#### WORK TASK:
Set down exactly the lines in the records below that run from the line with "252L263 240L252 241L231" to the line with "positive clicks: (262, 239)", inclusive, and nothing more.

#### DATA IN THIS EXERCISE:
▽
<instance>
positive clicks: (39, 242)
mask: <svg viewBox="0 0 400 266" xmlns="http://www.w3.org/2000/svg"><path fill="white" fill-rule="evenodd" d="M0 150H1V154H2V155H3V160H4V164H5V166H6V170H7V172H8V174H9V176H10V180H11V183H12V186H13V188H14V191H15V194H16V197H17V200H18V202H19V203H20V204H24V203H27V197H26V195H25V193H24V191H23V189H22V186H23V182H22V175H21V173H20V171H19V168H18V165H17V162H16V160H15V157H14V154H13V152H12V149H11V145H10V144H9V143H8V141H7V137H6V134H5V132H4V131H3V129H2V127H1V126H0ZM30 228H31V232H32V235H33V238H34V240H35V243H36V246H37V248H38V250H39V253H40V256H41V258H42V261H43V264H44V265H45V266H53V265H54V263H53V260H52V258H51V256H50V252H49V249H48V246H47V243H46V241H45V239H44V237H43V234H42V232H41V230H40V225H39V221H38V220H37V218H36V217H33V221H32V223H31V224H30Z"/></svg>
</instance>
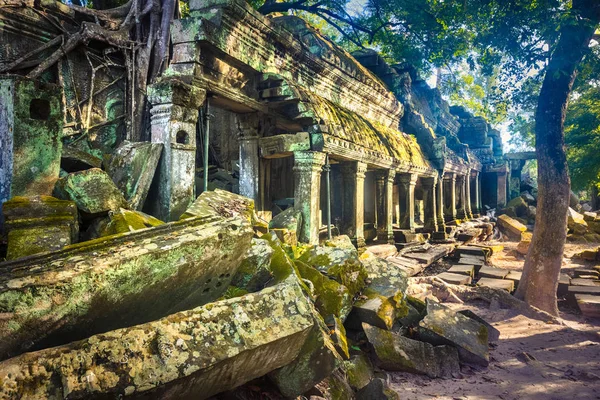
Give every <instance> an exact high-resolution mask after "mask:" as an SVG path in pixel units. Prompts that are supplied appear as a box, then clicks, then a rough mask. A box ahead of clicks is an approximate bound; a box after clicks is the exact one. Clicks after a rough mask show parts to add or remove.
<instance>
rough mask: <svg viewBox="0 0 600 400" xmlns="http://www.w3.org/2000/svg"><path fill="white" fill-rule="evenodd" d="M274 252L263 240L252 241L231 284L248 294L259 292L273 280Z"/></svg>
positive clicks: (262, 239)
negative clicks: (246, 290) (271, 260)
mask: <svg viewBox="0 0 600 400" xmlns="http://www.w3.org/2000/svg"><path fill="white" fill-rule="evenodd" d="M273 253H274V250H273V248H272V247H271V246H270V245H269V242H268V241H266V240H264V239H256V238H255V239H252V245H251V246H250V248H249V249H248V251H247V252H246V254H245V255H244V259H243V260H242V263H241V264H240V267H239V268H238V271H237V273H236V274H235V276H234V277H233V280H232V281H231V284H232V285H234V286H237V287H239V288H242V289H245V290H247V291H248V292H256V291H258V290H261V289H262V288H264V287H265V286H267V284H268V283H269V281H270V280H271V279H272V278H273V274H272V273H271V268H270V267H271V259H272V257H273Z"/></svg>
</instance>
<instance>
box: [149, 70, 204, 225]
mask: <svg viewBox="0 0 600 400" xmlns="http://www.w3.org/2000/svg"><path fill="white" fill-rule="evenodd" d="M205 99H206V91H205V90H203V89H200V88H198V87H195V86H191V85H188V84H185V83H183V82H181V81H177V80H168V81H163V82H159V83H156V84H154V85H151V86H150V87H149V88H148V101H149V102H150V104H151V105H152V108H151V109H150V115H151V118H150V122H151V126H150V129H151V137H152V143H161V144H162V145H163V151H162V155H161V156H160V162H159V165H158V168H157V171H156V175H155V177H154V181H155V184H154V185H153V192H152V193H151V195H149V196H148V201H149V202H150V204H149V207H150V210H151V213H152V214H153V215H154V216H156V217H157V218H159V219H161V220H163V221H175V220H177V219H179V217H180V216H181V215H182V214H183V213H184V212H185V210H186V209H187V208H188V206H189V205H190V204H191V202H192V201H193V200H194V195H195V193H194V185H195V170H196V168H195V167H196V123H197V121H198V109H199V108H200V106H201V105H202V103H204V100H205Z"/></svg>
△
▽
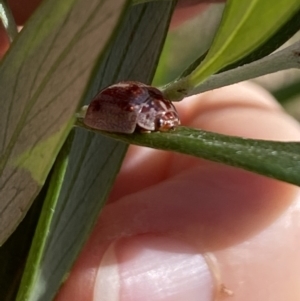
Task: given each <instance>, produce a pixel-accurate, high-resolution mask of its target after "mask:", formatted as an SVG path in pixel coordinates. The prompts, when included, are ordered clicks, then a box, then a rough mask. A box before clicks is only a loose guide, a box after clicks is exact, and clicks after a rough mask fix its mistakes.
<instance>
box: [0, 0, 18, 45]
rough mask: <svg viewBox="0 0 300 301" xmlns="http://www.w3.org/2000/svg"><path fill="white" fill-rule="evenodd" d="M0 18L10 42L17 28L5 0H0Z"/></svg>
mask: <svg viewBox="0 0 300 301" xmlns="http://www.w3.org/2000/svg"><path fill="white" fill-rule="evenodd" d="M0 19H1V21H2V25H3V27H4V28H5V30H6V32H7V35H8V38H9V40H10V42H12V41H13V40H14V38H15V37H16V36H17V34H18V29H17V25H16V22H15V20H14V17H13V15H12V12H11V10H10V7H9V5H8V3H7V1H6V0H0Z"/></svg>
△
#### OUTPUT OF THE TASK:
rough mask: <svg viewBox="0 0 600 400" xmlns="http://www.w3.org/2000/svg"><path fill="white" fill-rule="evenodd" d="M274 252L263 240L252 241L231 284L248 294L259 292L273 280Z"/></svg>
positive clicks: (262, 239)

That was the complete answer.